Output the full listing below exactly, without the pictures.

══════

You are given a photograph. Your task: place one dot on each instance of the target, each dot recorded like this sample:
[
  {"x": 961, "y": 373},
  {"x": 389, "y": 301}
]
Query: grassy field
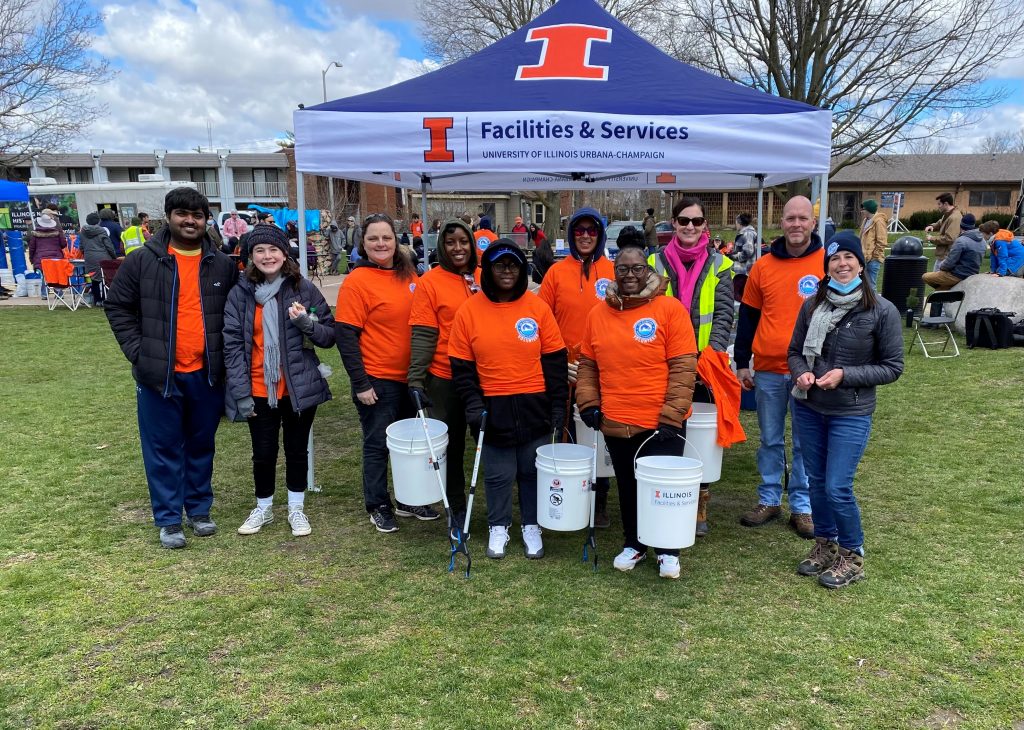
[{"x": 352, "y": 629}]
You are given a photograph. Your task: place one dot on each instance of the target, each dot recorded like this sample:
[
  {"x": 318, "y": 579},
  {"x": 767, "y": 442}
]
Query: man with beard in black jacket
[{"x": 166, "y": 308}]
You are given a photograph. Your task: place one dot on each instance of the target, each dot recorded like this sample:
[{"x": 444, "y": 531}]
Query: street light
[{"x": 324, "y": 76}]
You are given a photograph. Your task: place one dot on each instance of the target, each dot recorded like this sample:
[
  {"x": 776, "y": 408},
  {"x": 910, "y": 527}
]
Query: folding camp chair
[
  {"x": 57, "y": 277},
  {"x": 108, "y": 270},
  {"x": 934, "y": 314}
]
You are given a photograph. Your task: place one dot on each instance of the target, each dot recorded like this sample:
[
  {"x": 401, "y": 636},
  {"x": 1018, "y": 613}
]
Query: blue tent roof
[
  {"x": 641, "y": 76},
  {"x": 10, "y": 190}
]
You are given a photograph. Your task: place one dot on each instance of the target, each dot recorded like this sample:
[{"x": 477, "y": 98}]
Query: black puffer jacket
[
  {"x": 96, "y": 246},
  {"x": 142, "y": 308},
  {"x": 306, "y": 387},
  {"x": 867, "y": 344}
]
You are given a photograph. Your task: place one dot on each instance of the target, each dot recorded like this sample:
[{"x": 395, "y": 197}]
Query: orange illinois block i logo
[
  {"x": 565, "y": 53},
  {"x": 438, "y": 151}
]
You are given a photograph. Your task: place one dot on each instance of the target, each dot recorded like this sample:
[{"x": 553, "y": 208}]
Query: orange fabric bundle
[
  {"x": 718, "y": 376},
  {"x": 56, "y": 271}
]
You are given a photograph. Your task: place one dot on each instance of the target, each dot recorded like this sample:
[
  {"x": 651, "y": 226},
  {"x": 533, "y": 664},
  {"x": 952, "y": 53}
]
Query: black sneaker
[
  {"x": 420, "y": 513},
  {"x": 202, "y": 525},
  {"x": 172, "y": 537},
  {"x": 383, "y": 520}
]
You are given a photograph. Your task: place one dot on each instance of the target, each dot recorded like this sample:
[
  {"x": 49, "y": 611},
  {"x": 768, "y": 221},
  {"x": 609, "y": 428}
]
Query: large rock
[{"x": 983, "y": 290}]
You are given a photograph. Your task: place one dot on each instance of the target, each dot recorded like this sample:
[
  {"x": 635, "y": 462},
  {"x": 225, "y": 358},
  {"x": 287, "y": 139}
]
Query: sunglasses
[{"x": 636, "y": 269}]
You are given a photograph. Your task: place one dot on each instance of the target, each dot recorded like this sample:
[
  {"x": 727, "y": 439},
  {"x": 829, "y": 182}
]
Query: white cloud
[
  {"x": 1001, "y": 118},
  {"x": 245, "y": 66}
]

══════

* **Problem solution**
You are given a photograph. Your task: place one dot on each instance of the target, each dot recorded like this sample:
[
  {"x": 961, "y": 373},
  {"x": 389, "y": 301}
]
Query: grassy field
[{"x": 352, "y": 629}]
You are given a photograph. Your task: place one dot on each instance of the target, each dot recorded like this sample:
[
  {"x": 318, "y": 579},
  {"x": 767, "y": 442}
]
Query: man with beard in black jacket
[{"x": 166, "y": 308}]
You are given a photograph. Your task: place one dot on each instance of the target, each dot recorded like this sample:
[{"x": 444, "y": 531}]
Query: street light
[{"x": 324, "y": 76}]
You are given a photograph. Your task: place one dot on each instance of the target, each dot recorded like this sample:
[
  {"x": 776, "y": 408},
  {"x": 910, "y": 527}
]
Query: folding camp chair
[
  {"x": 57, "y": 277},
  {"x": 108, "y": 270},
  {"x": 934, "y": 314}
]
You are given a photograph. Your task: place one dot on each instance of the target, each dot recorded like this sample:
[
  {"x": 401, "y": 636},
  {"x": 1018, "y": 613}
]
Query: blue tent roof
[
  {"x": 641, "y": 76},
  {"x": 10, "y": 190}
]
You are given a photograph. Your task: place one dot on each instance of the target, each dot recorded like this sample:
[{"x": 477, "y": 98}]
Query: black puffer jacket
[
  {"x": 96, "y": 246},
  {"x": 142, "y": 308},
  {"x": 306, "y": 387},
  {"x": 867, "y": 344}
]
You are given a photograph. Your task: place one dot on each instance of the target, each dot recorded like this sample:
[{"x": 395, "y": 197}]
Query: orange illinois block i logo
[
  {"x": 565, "y": 53},
  {"x": 438, "y": 151}
]
You are given a photograph. Your task: place one dot on each instance of the target, each dot recorded like this sample:
[{"x": 553, "y": 208}]
Query: orange fabric bundle
[
  {"x": 718, "y": 376},
  {"x": 56, "y": 271}
]
You are given a photograph. Your task: place one dot on each instance of the target, each dot recorded like this sample:
[
  {"x": 651, "y": 226},
  {"x": 533, "y": 664},
  {"x": 952, "y": 53}
]
Query: black sneaker
[
  {"x": 420, "y": 513},
  {"x": 202, "y": 525},
  {"x": 172, "y": 537},
  {"x": 383, "y": 520}
]
You are given a photograph. Your task: place one dot on each instance of the target, each dot recorded like this sample:
[
  {"x": 49, "y": 611},
  {"x": 768, "y": 221},
  {"x": 609, "y": 428}
]
Query: large rock
[{"x": 983, "y": 290}]
You are given a photograph. Your task: place one dot on each instance of the target, each dot recorded like this sample:
[
  {"x": 635, "y": 462},
  {"x": 225, "y": 358},
  {"x": 287, "y": 139}
]
Query: sunglasses
[{"x": 636, "y": 269}]
You are given a photograph. Your task: place one dot on each instance of the target, each dot recorded like this sample:
[
  {"x": 727, "y": 439},
  {"x": 829, "y": 182}
]
Query: white cloud
[
  {"x": 1001, "y": 118},
  {"x": 245, "y": 66}
]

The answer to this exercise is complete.